#### Text provided

From the acclaimed author of the “funny, smart-as-hell, and moving”* Drinking with Men comes a poignant, wrenching, and ultimately hopeful book—equal parts memoir and social history—that follows the author, after a series of tragic losses, to Northern Ireland, where she finds a path toward healing. * Salon
In her mid-forties, Rosie Schaap had a solid career as a journalist and a life that looked to others like nonstop fun: drinking cocktails and eating delicious food and traveling to beautiful places—and getting paid to write about it all. But under the surface she was reeling from the loss of her husband and her mother—both of whom died from traumatic illnesses one year apart. Caring for them had claimed much of her daily life in her late thirties. Mourning them would take much longer.
Rosie pushed ahead, but it wasn’t until a reporting trip took her to the Northern Irish countryside in 2016 that she finally found a partner to heal with: Glenarm, a quiet, largely unheralded village on the coast of County Antrim. That first visit made an indelible impression, so she returned in 2019 to make a life. In this unlikely place—in a small, tough country mainly associated with deadly sectarian strife—she has found a measure of peace that had seemed impossible at home or, really, anywhere else.
Weaving personal narrative and social history, The Slow Road North is a poignant, lush, and wise look at how a community can offer the key to healing. It’s a portrait of a complicated place in this pivotal time in its history—on the brink of Brexit, and during a pandemic—and a love letter to a village, a culture, and a country.
About the Author
ROSIE SCHAAP is the author of Becoming a Sommelier and Drinking with Men: A Memoir, which was named one of 2013’s best books by Library Journal and NPR. From 2011 to 2017, she was a columnist for the New York Times Magazine, and she has also contributed to Lucky Peach, Saveur, This American Life, and five other sections of the New York Times. She was previously and variously employed as a community organizer, an editor, a manager of homeless shelters, and, for many years, a bartender. She teaches creative writing in Fairleigh Dickinson University’s MFA program and currently lives in Glenarm, in Northern Ireland.

Source records
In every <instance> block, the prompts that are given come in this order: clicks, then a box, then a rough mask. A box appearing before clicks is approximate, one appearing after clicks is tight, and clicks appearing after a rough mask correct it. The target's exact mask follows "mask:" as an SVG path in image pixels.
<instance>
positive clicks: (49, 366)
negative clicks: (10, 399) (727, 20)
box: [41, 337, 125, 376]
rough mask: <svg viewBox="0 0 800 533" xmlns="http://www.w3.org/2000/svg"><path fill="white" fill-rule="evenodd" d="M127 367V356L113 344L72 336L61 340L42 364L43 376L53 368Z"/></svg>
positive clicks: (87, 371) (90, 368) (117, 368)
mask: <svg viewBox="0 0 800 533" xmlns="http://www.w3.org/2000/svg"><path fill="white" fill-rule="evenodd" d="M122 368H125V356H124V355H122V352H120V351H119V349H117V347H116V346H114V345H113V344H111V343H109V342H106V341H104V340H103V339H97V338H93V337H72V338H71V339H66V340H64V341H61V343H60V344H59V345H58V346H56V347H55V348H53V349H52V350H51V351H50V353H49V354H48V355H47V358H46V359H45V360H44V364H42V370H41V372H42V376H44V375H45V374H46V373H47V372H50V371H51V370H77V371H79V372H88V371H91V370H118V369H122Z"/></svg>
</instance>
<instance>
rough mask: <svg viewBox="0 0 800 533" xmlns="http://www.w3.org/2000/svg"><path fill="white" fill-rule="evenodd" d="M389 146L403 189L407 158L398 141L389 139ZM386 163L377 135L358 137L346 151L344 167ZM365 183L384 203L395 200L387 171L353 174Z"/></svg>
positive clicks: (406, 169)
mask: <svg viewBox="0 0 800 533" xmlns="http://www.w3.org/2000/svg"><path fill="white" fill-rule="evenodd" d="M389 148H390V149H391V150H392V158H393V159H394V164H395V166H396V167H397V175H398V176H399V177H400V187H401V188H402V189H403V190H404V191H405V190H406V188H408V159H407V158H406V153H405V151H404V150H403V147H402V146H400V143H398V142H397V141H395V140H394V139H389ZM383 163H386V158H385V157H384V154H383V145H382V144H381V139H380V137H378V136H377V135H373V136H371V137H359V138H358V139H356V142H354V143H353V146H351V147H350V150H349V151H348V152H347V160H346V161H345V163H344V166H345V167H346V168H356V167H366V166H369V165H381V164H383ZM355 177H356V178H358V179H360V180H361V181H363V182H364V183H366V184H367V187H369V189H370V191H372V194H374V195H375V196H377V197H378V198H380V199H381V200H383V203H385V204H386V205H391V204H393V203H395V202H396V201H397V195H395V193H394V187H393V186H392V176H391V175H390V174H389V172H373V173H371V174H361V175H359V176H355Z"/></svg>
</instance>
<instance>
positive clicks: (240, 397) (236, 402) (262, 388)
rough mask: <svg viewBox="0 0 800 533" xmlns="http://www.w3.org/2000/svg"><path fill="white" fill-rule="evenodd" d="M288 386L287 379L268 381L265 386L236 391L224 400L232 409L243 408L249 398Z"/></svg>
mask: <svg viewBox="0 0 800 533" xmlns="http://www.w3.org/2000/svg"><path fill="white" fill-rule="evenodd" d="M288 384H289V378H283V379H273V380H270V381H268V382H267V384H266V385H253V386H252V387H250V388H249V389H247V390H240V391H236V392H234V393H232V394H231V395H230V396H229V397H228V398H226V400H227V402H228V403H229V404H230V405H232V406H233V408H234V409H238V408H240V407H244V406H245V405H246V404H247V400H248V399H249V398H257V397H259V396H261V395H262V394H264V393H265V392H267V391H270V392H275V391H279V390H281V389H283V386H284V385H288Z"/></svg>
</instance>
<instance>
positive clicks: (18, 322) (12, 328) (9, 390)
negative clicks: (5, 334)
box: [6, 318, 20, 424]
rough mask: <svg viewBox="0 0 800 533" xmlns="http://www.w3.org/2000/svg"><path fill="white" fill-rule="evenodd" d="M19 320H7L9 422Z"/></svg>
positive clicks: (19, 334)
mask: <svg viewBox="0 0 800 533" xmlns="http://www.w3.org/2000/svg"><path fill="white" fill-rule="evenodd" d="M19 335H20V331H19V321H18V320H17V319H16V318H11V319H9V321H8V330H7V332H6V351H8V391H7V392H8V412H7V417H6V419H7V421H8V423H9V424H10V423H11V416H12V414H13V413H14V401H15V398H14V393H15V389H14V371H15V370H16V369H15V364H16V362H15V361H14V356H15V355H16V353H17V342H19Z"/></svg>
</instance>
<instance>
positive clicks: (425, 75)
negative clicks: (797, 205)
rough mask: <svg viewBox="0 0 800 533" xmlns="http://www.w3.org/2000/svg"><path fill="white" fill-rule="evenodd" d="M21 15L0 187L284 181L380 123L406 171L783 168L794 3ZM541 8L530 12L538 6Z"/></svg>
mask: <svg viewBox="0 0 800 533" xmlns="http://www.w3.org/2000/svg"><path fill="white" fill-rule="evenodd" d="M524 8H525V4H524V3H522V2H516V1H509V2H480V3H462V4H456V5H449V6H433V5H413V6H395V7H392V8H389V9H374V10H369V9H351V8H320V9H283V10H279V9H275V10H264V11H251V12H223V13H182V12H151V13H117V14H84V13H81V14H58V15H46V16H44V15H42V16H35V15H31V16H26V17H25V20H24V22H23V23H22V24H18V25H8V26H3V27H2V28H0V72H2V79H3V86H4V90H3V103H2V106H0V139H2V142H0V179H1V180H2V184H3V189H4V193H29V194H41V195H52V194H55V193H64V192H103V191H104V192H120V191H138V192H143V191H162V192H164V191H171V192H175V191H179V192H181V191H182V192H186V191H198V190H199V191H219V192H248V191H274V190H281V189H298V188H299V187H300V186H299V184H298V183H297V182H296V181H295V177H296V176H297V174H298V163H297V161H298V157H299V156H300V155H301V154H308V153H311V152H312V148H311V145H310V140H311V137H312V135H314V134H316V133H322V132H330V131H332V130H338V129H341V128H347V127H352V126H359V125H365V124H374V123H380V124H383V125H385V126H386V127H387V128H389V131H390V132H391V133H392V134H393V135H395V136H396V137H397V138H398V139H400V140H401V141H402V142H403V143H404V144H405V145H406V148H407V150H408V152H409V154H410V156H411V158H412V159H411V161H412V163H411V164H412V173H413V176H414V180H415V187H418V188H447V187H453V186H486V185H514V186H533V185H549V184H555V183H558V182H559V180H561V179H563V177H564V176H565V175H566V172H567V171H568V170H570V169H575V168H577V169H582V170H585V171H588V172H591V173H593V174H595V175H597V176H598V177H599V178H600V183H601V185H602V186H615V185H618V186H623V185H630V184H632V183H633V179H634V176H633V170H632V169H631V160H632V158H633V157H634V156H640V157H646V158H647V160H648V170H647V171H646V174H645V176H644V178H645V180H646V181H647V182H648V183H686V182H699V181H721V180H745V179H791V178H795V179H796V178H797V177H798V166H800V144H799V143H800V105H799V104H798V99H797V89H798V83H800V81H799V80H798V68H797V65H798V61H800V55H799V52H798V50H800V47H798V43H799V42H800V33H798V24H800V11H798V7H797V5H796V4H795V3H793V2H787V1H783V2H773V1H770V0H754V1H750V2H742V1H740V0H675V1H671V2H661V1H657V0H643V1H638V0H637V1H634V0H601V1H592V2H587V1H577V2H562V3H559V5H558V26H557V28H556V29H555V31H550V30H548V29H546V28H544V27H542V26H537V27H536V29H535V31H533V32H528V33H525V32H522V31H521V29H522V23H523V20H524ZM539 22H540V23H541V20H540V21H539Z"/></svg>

#### Task prompt
Answer these questions from the book description:
(a) In what year did Rosie Schaap return to Glenarm to make a life there?
(b) Which two outlets named Drinking with Men one of 2013's best books?
(c) During which years was she a columnist for the New York Times Magazine?

#### Answer section
(a) 2019
(b) Library Journal and NPR
(c) From 2011 to 2017